ЧАСТИ ЗАДАНИЯ |
- a) Выведите точную копию той части фрагмента, что начинается со слов «А пока мы стояли» и заканчивается словами «или на экране.».
- b) Определите, соответствуют ли фрагменту следующие утверждения: (i) Юлий много курил «Беломор»; (ii) рассказчик в те годы не курил; (iii) Юлий впервые увидел Майю на работе. На каждое ответьте «да» или «нет» и приведите решающие слова фрагмента в точной цитате.
───── ФРАГМЕНТ ТЕКСТА ─────
Юлька Даниэль тоже посещал это заведение, и однажды мы наведались туда вместе. Ещё у входа, на каменном приступке, я увидел вышедших покурить Люсю и с ней — темноволосую молодую женщину, также не отличавшуюся особой худобой, но лицом, и в самом деле, чем-то напоминавшую Элизабет Тейлор или какую-нибудь другую, тоже вполне недурственную собой, брюнетку. Они тогда курили. (Я говорю о Люсе и о второй женщине. Сам я тоже в те годы курил, но мало, а Юлий почти не выпускал изо рта «беломорину». Спустя ровно тридцать лет, умирая — ослепший, полупарализованный, лишенный речи, — он знаками просил вставлять ему в рот папиросу «Беломор».)

Темноволосую звали Майя, она тоже работала здесь, Юлий знал её немного раньше: увидел в доме у общих знакомых, и душа прикипела. Так он любил выражаться. Но, поскольку его душа, как, впрочем, и моя, «прикипала» ко многим представительницам прекрасного пола, я не придал его словам серьёзного значения. И, как вскоре выяснилось, совершенно напрасно: ибо не за горами были связанные с этим драматические события, которые, правда, в бСльшей степени коснулись Майи, нежели его.

А пока мы стояли у входа в Дом детской книги, изощряясь в небрежном остроумии. И, можно сказать, это был турнир почти равных…

Спустя много лет Майя подробно рассказала мне о родителях, о своей прежней жизни. Это была довольно типичная для жителя нашей страны история, глубоко трагическая по сути, по всем нормальным меркам, но которую очень многие из нас разучились, или просто стесняются так называть, поскольку она ведь такая рядовая, эта история. А трагедия… трагедия это что-то высокое, особое, что мы видим в театре или на экране.
───── СОХРАНЁННЫЕ СТРОКИ ─────
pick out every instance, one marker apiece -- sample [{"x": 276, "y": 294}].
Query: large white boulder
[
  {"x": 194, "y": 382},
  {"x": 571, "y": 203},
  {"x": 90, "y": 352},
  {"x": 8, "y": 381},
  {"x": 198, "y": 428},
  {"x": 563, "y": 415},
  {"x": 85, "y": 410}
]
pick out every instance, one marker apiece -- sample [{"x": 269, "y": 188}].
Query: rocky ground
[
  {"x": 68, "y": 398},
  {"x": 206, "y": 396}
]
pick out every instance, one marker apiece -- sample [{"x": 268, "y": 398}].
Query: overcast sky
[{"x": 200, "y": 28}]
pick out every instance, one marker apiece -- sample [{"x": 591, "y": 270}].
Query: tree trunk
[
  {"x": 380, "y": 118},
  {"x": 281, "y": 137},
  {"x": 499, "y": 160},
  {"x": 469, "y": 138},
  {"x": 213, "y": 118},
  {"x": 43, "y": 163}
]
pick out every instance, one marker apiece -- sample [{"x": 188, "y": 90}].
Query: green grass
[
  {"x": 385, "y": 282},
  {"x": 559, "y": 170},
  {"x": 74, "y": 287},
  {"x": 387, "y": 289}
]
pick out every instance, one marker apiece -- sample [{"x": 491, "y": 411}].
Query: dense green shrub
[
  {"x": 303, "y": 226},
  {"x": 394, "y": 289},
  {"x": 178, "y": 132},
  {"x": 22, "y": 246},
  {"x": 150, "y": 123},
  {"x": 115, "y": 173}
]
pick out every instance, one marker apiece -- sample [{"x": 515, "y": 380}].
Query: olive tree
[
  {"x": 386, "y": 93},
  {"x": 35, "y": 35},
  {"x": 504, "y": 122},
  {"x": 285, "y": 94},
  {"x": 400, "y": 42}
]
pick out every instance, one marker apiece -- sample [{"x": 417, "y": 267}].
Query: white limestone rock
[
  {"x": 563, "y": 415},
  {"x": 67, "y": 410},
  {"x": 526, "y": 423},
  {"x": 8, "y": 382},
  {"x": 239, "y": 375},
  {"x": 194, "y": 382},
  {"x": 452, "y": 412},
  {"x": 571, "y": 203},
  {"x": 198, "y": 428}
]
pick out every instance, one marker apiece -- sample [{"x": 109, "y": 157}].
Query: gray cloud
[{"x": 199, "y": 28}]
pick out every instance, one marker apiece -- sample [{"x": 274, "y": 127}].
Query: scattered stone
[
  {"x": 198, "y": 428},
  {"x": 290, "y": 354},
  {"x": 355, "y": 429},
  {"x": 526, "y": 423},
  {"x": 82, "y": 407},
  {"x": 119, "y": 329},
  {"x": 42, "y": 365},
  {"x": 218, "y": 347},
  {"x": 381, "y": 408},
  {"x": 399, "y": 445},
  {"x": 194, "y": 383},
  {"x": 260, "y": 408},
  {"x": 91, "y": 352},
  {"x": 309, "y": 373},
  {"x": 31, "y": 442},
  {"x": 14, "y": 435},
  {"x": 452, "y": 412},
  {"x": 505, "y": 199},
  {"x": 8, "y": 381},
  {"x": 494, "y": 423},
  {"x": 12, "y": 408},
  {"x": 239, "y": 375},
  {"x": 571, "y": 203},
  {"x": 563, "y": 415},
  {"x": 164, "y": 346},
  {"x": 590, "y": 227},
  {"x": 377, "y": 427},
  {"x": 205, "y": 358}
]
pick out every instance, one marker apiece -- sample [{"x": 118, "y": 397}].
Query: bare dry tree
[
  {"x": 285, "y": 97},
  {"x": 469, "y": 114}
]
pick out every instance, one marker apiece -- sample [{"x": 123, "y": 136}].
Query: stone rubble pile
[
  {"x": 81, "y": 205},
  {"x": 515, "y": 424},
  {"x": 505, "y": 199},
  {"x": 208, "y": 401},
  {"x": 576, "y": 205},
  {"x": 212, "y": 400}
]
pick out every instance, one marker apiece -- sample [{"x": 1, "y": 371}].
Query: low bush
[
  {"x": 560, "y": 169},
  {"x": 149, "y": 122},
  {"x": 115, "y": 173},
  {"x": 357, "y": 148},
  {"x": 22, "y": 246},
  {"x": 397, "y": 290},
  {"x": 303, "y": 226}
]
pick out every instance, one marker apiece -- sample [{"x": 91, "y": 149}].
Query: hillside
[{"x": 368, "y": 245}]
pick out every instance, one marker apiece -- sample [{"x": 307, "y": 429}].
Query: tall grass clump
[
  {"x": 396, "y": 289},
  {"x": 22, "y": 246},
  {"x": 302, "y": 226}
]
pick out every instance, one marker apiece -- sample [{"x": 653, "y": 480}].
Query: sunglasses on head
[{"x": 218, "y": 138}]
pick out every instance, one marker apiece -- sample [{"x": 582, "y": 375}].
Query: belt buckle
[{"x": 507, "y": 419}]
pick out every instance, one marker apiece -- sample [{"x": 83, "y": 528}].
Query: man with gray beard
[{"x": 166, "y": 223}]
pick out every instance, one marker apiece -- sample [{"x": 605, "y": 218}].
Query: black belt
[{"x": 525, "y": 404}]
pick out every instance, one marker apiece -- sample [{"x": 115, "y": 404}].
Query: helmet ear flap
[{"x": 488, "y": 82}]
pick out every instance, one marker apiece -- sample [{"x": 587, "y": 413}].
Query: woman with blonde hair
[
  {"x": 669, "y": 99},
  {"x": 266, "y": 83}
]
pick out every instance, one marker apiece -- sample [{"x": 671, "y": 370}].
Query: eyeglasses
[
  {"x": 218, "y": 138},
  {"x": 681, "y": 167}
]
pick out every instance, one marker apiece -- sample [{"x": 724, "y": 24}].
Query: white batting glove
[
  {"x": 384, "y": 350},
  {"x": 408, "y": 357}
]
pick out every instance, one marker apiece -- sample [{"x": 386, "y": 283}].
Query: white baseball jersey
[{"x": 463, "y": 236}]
─────
ОТВЕТЫ НА ЗАДАНИЯ |
- a)
А пока мы стояли у входа в Дом детской книги, изощряясь в небрежном остроумии. И, можно сказать, это был турнир почти равных…

Спустя много лет Майя подробно рассказала мне о родителях, о своей прежней жизни. Это была довольно типичная для жителя нашей страны история, глубоко трагическая по сути, по всем нормальным меркам, но которую очень многие из нас разучились, или просто стесняются так называть, поскольку она ведь такая рядовая, эта история. А трагедия… трагедия это что-то высокое, особое, что мы видим в театре или на экране.

- b)
(i) Да: «Юлий почти не выпускал изо рта «беломорину»».
(ii) Нет: «Сам я тоже в те годы курил, но мало».
(iii) Нет: «увидел в доме у общих знакомых».